Problem 1:
In the excerpt on satellite detection of aquaculture, how many dimensions does the single embedding created for each chip have?
Problem 2:
Swap "aquaculture" for "fish farming" throughout the stretch from "Temporal strategies to" through "use from aquaculture." in the excerpt on satellite land-use mapping, and give that stretch again.
Problem 3:
Extend the excerpt on telling aquaculture ponds apart from salt pans and rice paddies in satellite imagery, continuing after its last sentence.

Excerpt:
*****
As a result of introducing these soft labels, we saw a ~0.05 increase in the test F1 score, demonstrating that this labeling strategy provided useful information for the model training. This technique helped us achieve strong predictive capabilities at low levels of chip coverage, identifying chips with just 0.1% of pixels labeled as aquaculture.
Temporal strategies to address false positives
THE CHALLENGE
A common remote sensing challenge that we encountered relates to differentiating between similar kinds of land use. As we reviewed predicted aquaculture with Seafood Watch experts, we found that some of the areas the model had identified as aquaculture were actually salt pans or rice paddies. In India, these have a lot of similarities to aquaculture – they are generally rectangular trenches dug in low-lying areas, and are periodically filled with water and drained over the harvesting season. From satellite imagery, it can be hard to distinguish these types of land use from aquaculture.
Salt evaporation ponds. Source: NASA
Flooded rice fields. Source: EUMETSAT
HOW WE APPROACHED IT
Through research and consulting with Seafood Watch experts, we realized that these features have different temporal patterns, as the seasonality and timing of the flooding and draining differs for each type of framing. When they are drained, you can often visually see differences between the salt pans, rice fields, and aquaculture ponds.
We wanted to create embeddings that could effectively capture different farming events to allow the model to differentiate between these land use types. Based on an approach using different percentiles of imagery composites in a machine learning model by Greenstreet et. al, we created two embeddings for any given area, each representing a different “slice” of the imagery. Using imagery values over the course of several months, typical imagery composites slice the image down the middle – we use the median value to create an image to embed with Clay. Instead, we took the 25th and 75th percentile values for each pixel to create two images, the former which would represent what aquaculture ponds looked like filled, and the latter which would represent them when drained. For every chip, each of the two images were embedded and the resulting embeddings were concatenated to create a single 2048-dimensional embedding.
*****
Data provided:

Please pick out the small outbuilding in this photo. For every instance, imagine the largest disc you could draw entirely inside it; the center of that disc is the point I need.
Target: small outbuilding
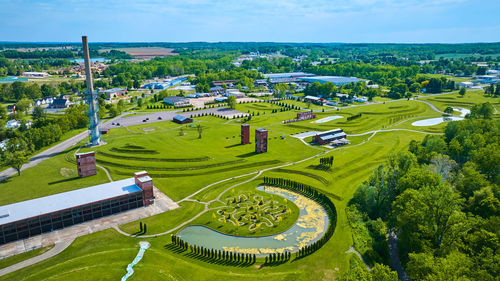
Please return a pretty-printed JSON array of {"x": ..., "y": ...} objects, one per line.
*****
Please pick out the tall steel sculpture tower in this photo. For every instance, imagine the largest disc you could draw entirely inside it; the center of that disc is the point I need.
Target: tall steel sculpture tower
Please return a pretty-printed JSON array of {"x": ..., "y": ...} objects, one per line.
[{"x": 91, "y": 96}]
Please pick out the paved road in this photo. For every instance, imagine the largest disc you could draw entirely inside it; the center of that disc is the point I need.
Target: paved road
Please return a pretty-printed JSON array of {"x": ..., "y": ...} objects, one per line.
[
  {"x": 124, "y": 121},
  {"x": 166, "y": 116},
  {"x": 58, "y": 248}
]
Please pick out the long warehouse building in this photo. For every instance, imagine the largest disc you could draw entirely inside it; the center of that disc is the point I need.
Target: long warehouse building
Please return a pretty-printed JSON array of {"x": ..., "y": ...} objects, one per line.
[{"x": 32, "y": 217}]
*****
Task result 1:
It has 2048 dimensions.

Task result 2:
Temporal strategies to address false positives
THE CHALLENGE
A common remote sensing challenge that we encountered relates to differentiating between similar kinds of land use. As we reviewed predicted fish farming with Seafood Watch experts, we found that some of the areas the model had identified as fish farming were actually salt pans or rice paddies. In India, these have a lot of similarities to fish farming – they are generally rectangular trenches dug in low-lying areas, and are periodically filled with water and drained over the harvesting season. From satellite imagery, it can be hard to distinguish these types of land use from fish farming.

Task result 3:
Implementing this percentile-based embedding approach resulted in an ~0.03 F1 increase. In manual review, we visually saw fewer of these incorrectly identified examples. Depending on the presence of rice or salt farming in the areas the model is applied to, this approach could potentially have an even greater impact in improving model performance.
25th percentile and 75th percentile image composites, with red boxes highlighting areas where aquaculture ponds can be shown filled vs. drained.
Applying the model across multiple years
THE CHALLENGE
The last challenge we’ll discuss is in training a model that can apply across geographies and time. While the model performed well in regions outside of the training data geographically, when testing model performance across previous years outside of our training data, we saw a significant drop in performance. The model classified many more chips as aquaculture, incorrectly, compared to years that it had seen during training.
Principal component analysis (PCA) of Andhra Pradesh embeddings in 2018 vs. 2022, before transformation.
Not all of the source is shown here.